The task — Please rewrite only the part of the listing that starts with the line containing "dust cloud for player-tracking calibration." and runs through the end of the listing, both ends included. Adjust every bounding-box coordinate by -103 and keep all other text unchanged.

Entries provided —
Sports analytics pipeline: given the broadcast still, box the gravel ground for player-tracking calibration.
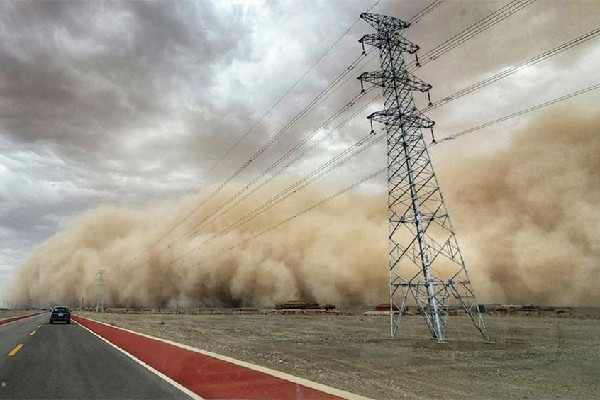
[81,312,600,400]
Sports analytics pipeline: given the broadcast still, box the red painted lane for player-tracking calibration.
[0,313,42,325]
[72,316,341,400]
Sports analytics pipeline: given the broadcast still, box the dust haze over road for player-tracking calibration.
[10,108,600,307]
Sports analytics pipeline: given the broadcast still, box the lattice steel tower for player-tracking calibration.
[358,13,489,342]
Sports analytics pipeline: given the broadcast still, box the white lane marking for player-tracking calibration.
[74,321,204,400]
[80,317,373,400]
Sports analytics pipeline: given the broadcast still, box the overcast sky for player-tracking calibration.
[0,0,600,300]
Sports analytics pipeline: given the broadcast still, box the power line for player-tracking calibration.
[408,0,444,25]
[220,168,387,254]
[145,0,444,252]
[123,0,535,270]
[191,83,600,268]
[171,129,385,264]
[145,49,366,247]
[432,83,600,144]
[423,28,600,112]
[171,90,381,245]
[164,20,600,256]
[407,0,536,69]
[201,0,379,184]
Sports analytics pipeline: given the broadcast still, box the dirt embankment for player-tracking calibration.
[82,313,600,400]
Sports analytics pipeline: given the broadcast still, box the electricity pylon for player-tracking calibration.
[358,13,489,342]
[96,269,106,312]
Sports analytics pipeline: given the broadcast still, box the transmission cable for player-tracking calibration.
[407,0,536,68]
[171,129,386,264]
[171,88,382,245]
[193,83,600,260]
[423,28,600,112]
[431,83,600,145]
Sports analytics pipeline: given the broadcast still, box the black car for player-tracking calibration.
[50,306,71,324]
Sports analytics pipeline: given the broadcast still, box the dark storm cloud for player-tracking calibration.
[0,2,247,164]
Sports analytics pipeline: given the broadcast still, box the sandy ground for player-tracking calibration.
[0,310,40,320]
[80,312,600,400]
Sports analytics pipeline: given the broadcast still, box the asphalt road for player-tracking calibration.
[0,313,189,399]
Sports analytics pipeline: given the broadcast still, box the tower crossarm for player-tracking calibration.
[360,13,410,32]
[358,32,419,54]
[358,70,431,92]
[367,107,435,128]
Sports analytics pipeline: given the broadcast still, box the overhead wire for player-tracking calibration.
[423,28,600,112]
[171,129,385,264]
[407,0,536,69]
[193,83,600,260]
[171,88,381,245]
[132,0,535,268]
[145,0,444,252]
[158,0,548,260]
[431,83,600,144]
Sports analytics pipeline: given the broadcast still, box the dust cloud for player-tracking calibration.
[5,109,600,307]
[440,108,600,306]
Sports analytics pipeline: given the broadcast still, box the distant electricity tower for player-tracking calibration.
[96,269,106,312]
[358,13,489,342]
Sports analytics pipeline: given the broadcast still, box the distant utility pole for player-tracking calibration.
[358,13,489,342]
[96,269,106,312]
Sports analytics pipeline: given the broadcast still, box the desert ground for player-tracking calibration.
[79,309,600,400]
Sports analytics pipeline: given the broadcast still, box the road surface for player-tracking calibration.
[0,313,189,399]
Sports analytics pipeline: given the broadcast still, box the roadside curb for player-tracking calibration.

Result of this task —
Sports analytics pipeline: given the broadcast still, box the dust cloud for player-tracking calibration.
[-98,6,497,204]
[337,5,497,203]
Sports analytics pipeline: given the broadcast still, box the distant electricity tower for player-tracking calibration.
[-7,166,3,209]
[255,-90,386,239]
Sports analytics pipeline: given the broadcast still, box the distant utility pole for player-tracking calibration.
[255,-90,386,239]
[-7,166,3,209]
Sports analytics pipeline: given the broadcast still, box the desert ground for player-tracking calibration.
[-24,206,497,297]
Sports analytics pipeline: given the broadcast still, box the road surface for player-tracking calibration.
[-103,210,86,296]
Sports analytics pipeline: given the broadcast still, box the roadside curb for player-tracking calibration.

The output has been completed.